Request: Which lines of the entries below contain the string "reflection"? Return each one in full.

-- START OF Entries shown --

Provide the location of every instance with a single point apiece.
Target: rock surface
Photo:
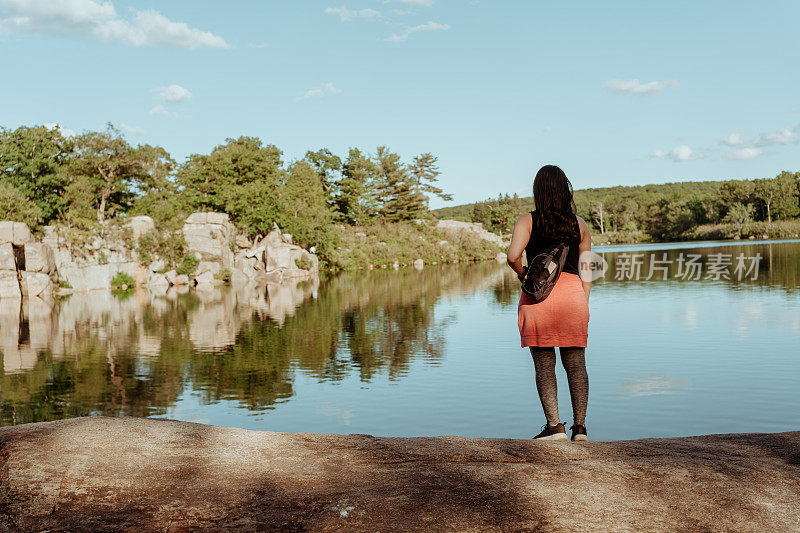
(472, 227)
(209, 236)
(9, 285)
(140, 225)
(130, 474)
(36, 284)
(39, 257)
(17, 233)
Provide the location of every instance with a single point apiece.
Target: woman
(562, 319)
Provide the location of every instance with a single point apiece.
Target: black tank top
(537, 244)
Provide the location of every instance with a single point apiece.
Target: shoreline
(120, 473)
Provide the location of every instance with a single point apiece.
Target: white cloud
(81, 18)
(133, 130)
(745, 153)
(428, 26)
(734, 139)
(172, 94)
(635, 87)
(351, 14)
(328, 88)
(161, 110)
(678, 154)
(66, 132)
(786, 135)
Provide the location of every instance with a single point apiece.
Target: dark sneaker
(579, 432)
(556, 432)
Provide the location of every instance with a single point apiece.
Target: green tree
(159, 196)
(17, 207)
(425, 173)
(739, 215)
(787, 195)
(305, 212)
(354, 192)
(397, 193)
(219, 180)
(327, 165)
(109, 168)
(31, 159)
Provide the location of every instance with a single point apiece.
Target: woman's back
(539, 241)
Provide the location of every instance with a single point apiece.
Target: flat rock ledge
(110, 474)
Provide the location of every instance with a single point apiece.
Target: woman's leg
(574, 361)
(544, 361)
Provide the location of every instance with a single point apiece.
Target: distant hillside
(584, 196)
(662, 212)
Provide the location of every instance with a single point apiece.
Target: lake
(692, 350)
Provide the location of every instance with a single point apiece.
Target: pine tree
(398, 195)
(354, 192)
(425, 172)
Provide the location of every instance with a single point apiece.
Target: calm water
(431, 352)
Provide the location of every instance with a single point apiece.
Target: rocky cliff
(31, 268)
(114, 474)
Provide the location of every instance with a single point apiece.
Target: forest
(689, 210)
(88, 181)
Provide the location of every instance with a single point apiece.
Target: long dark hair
(554, 217)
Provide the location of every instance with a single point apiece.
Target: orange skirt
(562, 319)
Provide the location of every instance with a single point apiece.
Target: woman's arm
(585, 246)
(519, 240)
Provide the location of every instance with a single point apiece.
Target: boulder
(7, 259)
(36, 284)
(158, 281)
(472, 227)
(275, 236)
(207, 266)
(9, 285)
(170, 276)
(91, 277)
(176, 279)
(210, 235)
(140, 225)
(39, 257)
(285, 257)
(158, 265)
(243, 242)
(206, 278)
(238, 277)
(17, 233)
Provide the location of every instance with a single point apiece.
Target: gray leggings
(574, 361)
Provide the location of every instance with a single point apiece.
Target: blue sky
(614, 92)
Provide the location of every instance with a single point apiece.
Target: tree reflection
(97, 354)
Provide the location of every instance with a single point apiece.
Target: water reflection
(414, 352)
(135, 354)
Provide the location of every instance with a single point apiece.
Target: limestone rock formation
(17, 233)
(39, 257)
(472, 227)
(140, 225)
(129, 474)
(36, 284)
(209, 236)
(7, 258)
(9, 285)
(87, 277)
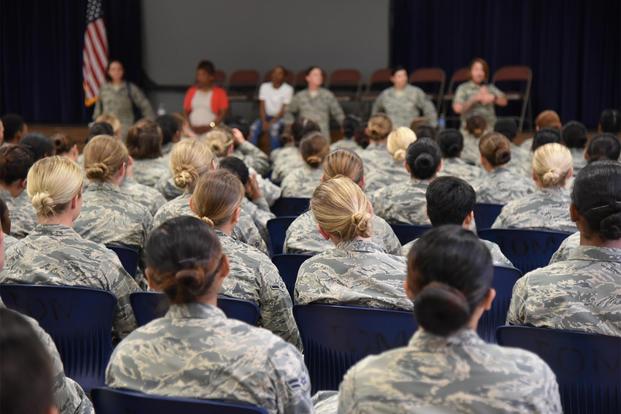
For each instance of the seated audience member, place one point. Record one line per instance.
(403, 102)
(205, 104)
(288, 158)
(14, 128)
(109, 215)
(351, 128)
(451, 143)
(574, 136)
(375, 155)
(315, 103)
(303, 181)
(195, 351)
(583, 291)
(602, 147)
(451, 200)
(356, 271)
(144, 144)
(405, 202)
(610, 122)
(547, 207)
(217, 201)
(447, 367)
(391, 171)
(274, 96)
(303, 236)
(15, 161)
(498, 185)
(189, 160)
(54, 254)
(32, 380)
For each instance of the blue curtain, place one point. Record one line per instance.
(41, 55)
(572, 46)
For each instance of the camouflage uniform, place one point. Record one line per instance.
(69, 397)
(253, 277)
(581, 293)
(546, 208)
(355, 272)
(147, 196)
(110, 216)
(461, 373)
(117, 102)
(456, 167)
(195, 351)
(406, 105)
(317, 108)
(501, 186)
(565, 249)
(253, 157)
(498, 257)
(303, 236)
(244, 231)
(467, 90)
(402, 203)
(22, 214)
(56, 255)
(150, 171)
(301, 182)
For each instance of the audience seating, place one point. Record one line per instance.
(408, 232)
(510, 78)
(148, 306)
(288, 266)
(277, 230)
(116, 401)
(290, 206)
(587, 366)
(504, 280)
(485, 214)
(432, 81)
(78, 319)
(128, 256)
(336, 337)
(526, 249)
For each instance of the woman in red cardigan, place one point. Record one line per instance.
(204, 104)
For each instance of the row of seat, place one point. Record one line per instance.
(334, 337)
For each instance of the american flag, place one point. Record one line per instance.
(95, 53)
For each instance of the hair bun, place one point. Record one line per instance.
(43, 203)
(441, 309)
(97, 171)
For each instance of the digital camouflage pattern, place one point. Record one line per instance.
(303, 236)
(355, 272)
(581, 293)
(195, 351)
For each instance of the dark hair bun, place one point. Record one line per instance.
(610, 227)
(441, 309)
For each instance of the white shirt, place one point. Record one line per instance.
(273, 98)
(201, 114)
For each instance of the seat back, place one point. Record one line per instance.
(336, 337)
(485, 214)
(587, 366)
(408, 232)
(504, 280)
(290, 206)
(277, 230)
(288, 266)
(526, 249)
(128, 257)
(148, 306)
(116, 401)
(79, 320)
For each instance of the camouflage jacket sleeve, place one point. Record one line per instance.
(276, 306)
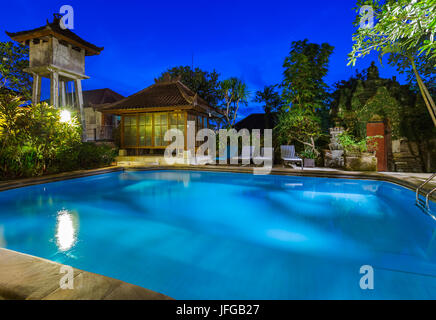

-- END OF Entries shown --

The response:
Target: tree reflection
Target: water reflection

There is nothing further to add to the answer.